The problem -
Repeat all of the records below word for word, leaving the pictures out of your answer.

Stored items -
— START —
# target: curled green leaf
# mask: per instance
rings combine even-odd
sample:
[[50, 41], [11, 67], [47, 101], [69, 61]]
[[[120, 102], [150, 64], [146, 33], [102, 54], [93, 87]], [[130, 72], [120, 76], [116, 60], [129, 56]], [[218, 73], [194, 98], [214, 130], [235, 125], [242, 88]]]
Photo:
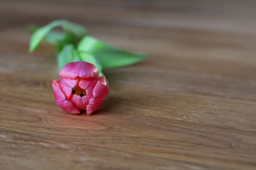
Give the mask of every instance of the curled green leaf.
[[[61, 27], [65, 32], [65, 35], [51, 31], [56, 27]], [[32, 27], [32, 29], [35, 29], [35, 27]], [[76, 45], [76, 43], [78, 43], [85, 35], [86, 35], [86, 30], [81, 25], [65, 20], [55, 20], [35, 31], [30, 39], [29, 52], [33, 52], [47, 36], [47, 40], [50, 43], [60, 46], [60, 52], [62, 47], [67, 43], [72, 43]]]
[[57, 55], [58, 67], [60, 71], [68, 62], [80, 61], [74, 46], [66, 45]]
[[91, 36], [85, 36], [80, 41], [77, 51], [90, 53], [100, 62], [102, 67], [125, 66], [145, 59], [146, 54], [131, 53], [119, 50]]

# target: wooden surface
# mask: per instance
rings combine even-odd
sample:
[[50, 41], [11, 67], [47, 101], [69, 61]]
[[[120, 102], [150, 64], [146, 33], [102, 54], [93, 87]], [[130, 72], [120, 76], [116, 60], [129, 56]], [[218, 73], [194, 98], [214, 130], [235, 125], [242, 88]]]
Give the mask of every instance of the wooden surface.
[[[256, 169], [255, 1], [72, 2], [0, 2], [1, 169]], [[92, 116], [56, 106], [54, 48], [28, 52], [57, 18], [150, 55]]]

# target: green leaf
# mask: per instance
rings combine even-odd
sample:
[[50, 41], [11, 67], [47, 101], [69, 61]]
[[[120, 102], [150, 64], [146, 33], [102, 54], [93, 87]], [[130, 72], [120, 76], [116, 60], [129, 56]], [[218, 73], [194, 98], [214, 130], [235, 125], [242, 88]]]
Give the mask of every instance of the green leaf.
[[130, 65], [147, 57], [146, 54], [119, 50], [89, 36], [83, 38], [78, 44], [77, 51], [90, 53], [95, 56], [104, 69]]
[[[63, 34], [57, 32], [50, 32], [56, 27], [61, 27], [65, 32], [65, 36]], [[32, 27], [32, 29], [35, 29], [35, 27]], [[29, 52], [34, 51], [41, 41], [49, 34], [47, 39], [52, 44], [59, 45], [59, 42], [60, 42], [61, 48], [59, 48], [60, 50], [64, 43], [74, 43], [76, 45], [75, 43], [77, 43], [86, 34], [86, 31], [82, 25], [65, 20], [53, 21], [48, 25], [37, 29], [33, 34], [30, 39]]]
[[99, 70], [99, 76], [103, 76], [102, 66], [100, 62], [92, 54], [84, 52], [77, 52], [81, 61], [85, 61], [93, 64]]
[[80, 61], [72, 45], [66, 45], [57, 55], [58, 67], [60, 71], [68, 62]]
[[[34, 33], [36, 31], [39, 29], [39, 27], [35, 24], [30, 24], [28, 25], [28, 29], [32, 33]], [[57, 31], [51, 31], [46, 35], [46, 39], [52, 45], [58, 45], [60, 42], [65, 39], [65, 34], [63, 32], [59, 32]]]

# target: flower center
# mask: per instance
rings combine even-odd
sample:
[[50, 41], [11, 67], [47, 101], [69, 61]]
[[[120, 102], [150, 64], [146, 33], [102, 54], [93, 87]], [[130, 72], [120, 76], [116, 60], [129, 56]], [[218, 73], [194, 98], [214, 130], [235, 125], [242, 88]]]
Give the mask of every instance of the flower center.
[[84, 96], [86, 96], [86, 91], [81, 89], [78, 85], [76, 85], [72, 88], [72, 94], [76, 94], [77, 96], [83, 97]]

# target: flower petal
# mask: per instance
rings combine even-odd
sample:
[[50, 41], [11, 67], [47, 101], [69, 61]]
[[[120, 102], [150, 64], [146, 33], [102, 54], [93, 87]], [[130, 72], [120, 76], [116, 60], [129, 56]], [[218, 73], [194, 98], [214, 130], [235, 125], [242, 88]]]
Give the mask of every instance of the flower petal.
[[73, 62], [67, 64], [61, 70], [59, 75], [63, 78], [98, 78], [99, 71], [93, 64], [84, 61]]
[[106, 77], [104, 76], [100, 77], [93, 89], [93, 97], [105, 99], [108, 96], [108, 91], [109, 87]]
[[61, 78], [60, 81], [62, 83], [67, 85], [68, 87], [73, 88], [78, 84], [79, 78], [70, 79], [67, 78]]
[[66, 99], [66, 97], [65, 96], [65, 94], [60, 89], [59, 81], [54, 80], [52, 81], [52, 86], [53, 94], [54, 95], [56, 101], [61, 102], [65, 101]]
[[80, 111], [70, 101], [66, 101], [66, 97], [61, 89], [59, 81], [52, 81], [52, 89], [56, 104], [63, 110], [72, 114], [77, 114]]
[[81, 97], [74, 94], [71, 97], [71, 101], [75, 106], [81, 110], [86, 110], [86, 106], [89, 103], [90, 96]]
[[90, 99], [89, 104], [86, 106], [86, 114], [90, 115], [94, 111], [96, 111], [100, 108], [105, 99], [95, 99], [92, 98]]
[[105, 76], [99, 78], [93, 90], [93, 97], [89, 101], [86, 106], [86, 114], [91, 115], [94, 111], [99, 110], [102, 105], [108, 96], [109, 87]]
[[83, 89], [87, 89], [88, 88], [89, 85], [90, 86], [91, 84], [93, 83], [93, 81], [97, 81], [97, 79], [95, 79], [93, 78], [81, 78], [80, 79], [79, 83], [79, 86], [80, 88]]

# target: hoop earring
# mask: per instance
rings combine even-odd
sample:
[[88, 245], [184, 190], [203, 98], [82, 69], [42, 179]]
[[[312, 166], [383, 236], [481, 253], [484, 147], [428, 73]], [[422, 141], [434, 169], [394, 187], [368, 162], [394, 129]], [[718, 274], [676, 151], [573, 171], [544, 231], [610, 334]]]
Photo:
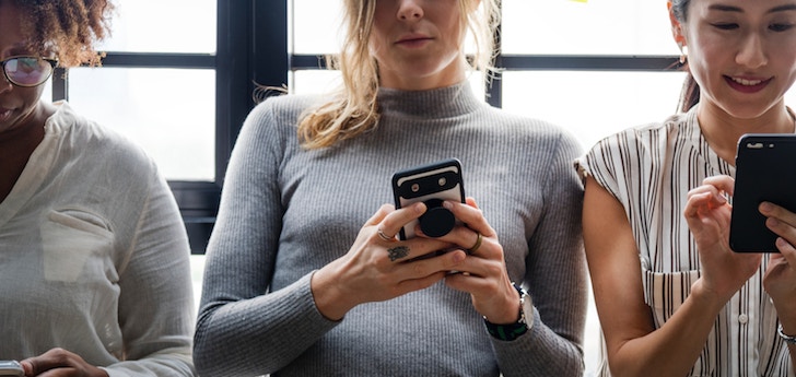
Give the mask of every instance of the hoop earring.
[[680, 45], [680, 66], [688, 60], [688, 46]]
— END —
The solution -
# target: curled green leaf
# mask: per instance
rings combine even-odd
sample:
[[50, 41], [11, 67], [47, 101], [69, 61]]
[[[120, 102], [150, 64], [146, 33], [102, 54], [93, 87]], [[130, 72], [120, 76], [116, 60], [129, 56]], [[218, 73], [194, 98], [214, 130], [235, 125], [242, 88]]]
Photo:
Give the mask of every instance of the curled green leaf.
[[[61, 27], [65, 32], [65, 35], [51, 31], [56, 27]], [[32, 27], [32, 29], [35, 29], [35, 27]], [[76, 45], [76, 43], [78, 43], [85, 35], [86, 35], [86, 30], [81, 25], [65, 20], [55, 20], [35, 31], [30, 39], [29, 52], [33, 52], [47, 36], [47, 40], [50, 43], [60, 46], [60, 52], [62, 47], [67, 43], [72, 43]]]
[[57, 55], [58, 67], [60, 71], [68, 62], [80, 61], [74, 46], [66, 45]]
[[91, 36], [85, 36], [80, 41], [77, 51], [90, 53], [100, 62], [102, 67], [125, 66], [145, 59], [146, 54], [131, 53], [119, 50]]

# target: wooden surface
# mask: per instance
rings combine even-odd
sample:
[[50, 41], [11, 67], [47, 101], [69, 61]]
[[[120, 102], [150, 64], [146, 33], [102, 54], [93, 87]], [[130, 72], [120, 76], [116, 60], [129, 56]], [[218, 73], [194, 98], [214, 130], [235, 125], [242, 88]]]
Give the mask of every instance of the wooden surface.
[[[256, 169], [255, 1], [72, 2], [0, 2], [1, 169]], [[92, 116], [56, 106], [54, 48], [28, 52], [57, 18], [150, 55]]]

# target: green leaf
# mask: per instance
rings combine even-odd
sample:
[[50, 41], [11, 67], [47, 101], [69, 61]]
[[[120, 102], [150, 64], [146, 33], [102, 54], [93, 87]], [[130, 72], [120, 76], [116, 60], [129, 56]], [[218, 73], [194, 98], [214, 130], [235, 125], [242, 88]]]
Give the mask of every instance of the green leaf.
[[130, 65], [147, 57], [146, 54], [119, 50], [89, 36], [83, 38], [78, 44], [77, 51], [90, 53], [95, 56], [104, 69]]
[[[63, 34], [57, 32], [50, 32], [56, 27], [61, 27], [65, 32], [65, 36]], [[32, 27], [32, 29], [35, 29], [35, 27]], [[29, 52], [34, 51], [41, 41], [49, 34], [47, 39], [52, 44], [59, 45], [59, 42], [60, 42], [61, 48], [59, 48], [60, 50], [64, 43], [74, 43], [76, 45], [75, 43], [77, 43], [86, 34], [86, 31], [82, 25], [65, 20], [53, 21], [48, 25], [37, 29], [33, 34], [30, 39]]]
[[99, 70], [99, 76], [103, 76], [102, 66], [100, 62], [92, 54], [84, 52], [77, 52], [81, 61], [85, 61], [93, 64]]
[[80, 61], [72, 45], [66, 45], [57, 55], [58, 67], [60, 71], [68, 62]]
[[[34, 33], [36, 31], [39, 29], [39, 27], [35, 24], [30, 24], [28, 25], [28, 29], [32, 33]], [[57, 31], [51, 31], [46, 35], [46, 39], [52, 45], [58, 45], [60, 42], [65, 39], [65, 34], [63, 32], [59, 32]]]

# target: flower center
# mask: per instance
rings combine even-odd
sample:
[[50, 41], [11, 67], [47, 101], [69, 61]]
[[[120, 102], [150, 64], [146, 33], [102, 54], [93, 87]], [[130, 72], [120, 76], [116, 60], [129, 56]], [[218, 73], [194, 98], [214, 130], [235, 125], [242, 88]]]
Give the mask of every instance of the flower center.
[[84, 96], [86, 96], [86, 91], [81, 89], [78, 85], [76, 85], [72, 88], [72, 94], [76, 94], [77, 96], [83, 97]]

# target: flower petal
# mask: per instance
rings combine even-odd
sample:
[[50, 41], [11, 67], [47, 101], [69, 61]]
[[[120, 102], [150, 64], [146, 33], [102, 54], [93, 87]], [[130, 72], [120, 76], [116, 60], [129, 56]], [[218, 73], [194, 98], [214, 130], [235, 125], [242, 88]]]
Give the mask of every instance of the flower petal.
[[73, 62], [67, 64], [61, 70], [59, 75], [63, 78], [98, 78], [99, 71], [93, 64], [84, 61]]
[[106, 77], [104, 76], [100, 77], [93, 89], [93, 97], [105, 99], [108, 96], [108, 91], [109, 87]]
[[61, 78], [60, 81], [62, 83], [67, 85], [68, 87], [73, 88], [78, 84], [79, 78], [70, 79], [67, 78]]
[[66, 99], [66, 97], [65, 96], [65, 94], [60, 89], [59, 81], [54, 80], [52, 81], [52, 86], [53, 94], [54, 95], [56, 101], [61, 102], [65, 101]]
[[80, 111], [70, 101], [66, 101], [66, 97], [61, 89], [59, 81], [52, 81], [52, 89], [56, 104], [63, 110], [72, 114], [77, 114]]
[[81, 97], [74, 94], [71, 97], [71, 101], [75, 106], [81, 110], [86, 110], [86, 106], [89, 103], [90, 96]]
[[90, 99], [89, 104], [86, 106], [86, 114], [90, 115], [94, 111], [96, 111], [100, 108], [105, 99], [95, 99], [92, 98]]
[[105, 76], [99, 78], [93, 90], [93, 97], [89, 101], [86, 106], [86, 114], [91, 115], [94, 111], [99, 110], [102, 105], [108, 96], [109, 87]]
[[83, 89], [87, 89], [88, 88], [89, 85], [90, 86], [91, 84], [93, 83], [93, 81], [97, 81], [97, 79], [95, 79], [93, 78], [81, 78], [80, 79], [79, 83], [79, 86], [80, 88]]

# target: hoop earring
# mask: per instance
rings combine even-odd
sample:
[[88, 245], [184, 190], [203, 98], [82, 69], [42, 179]]
[[[312, 166], [383, 236], [481, 253], [484, 147], [428, 73]], [[422, 141], [434, 169], [394, 187], [368, 162], [394, 129]], [[718, 274], [676, 151], [573, 171], [544, 231], [610, 334]]]
Photo:
Give the mask of every instance of the hoop earring.
[[680, 45], [680, 66], [688, 60], [688, 46]]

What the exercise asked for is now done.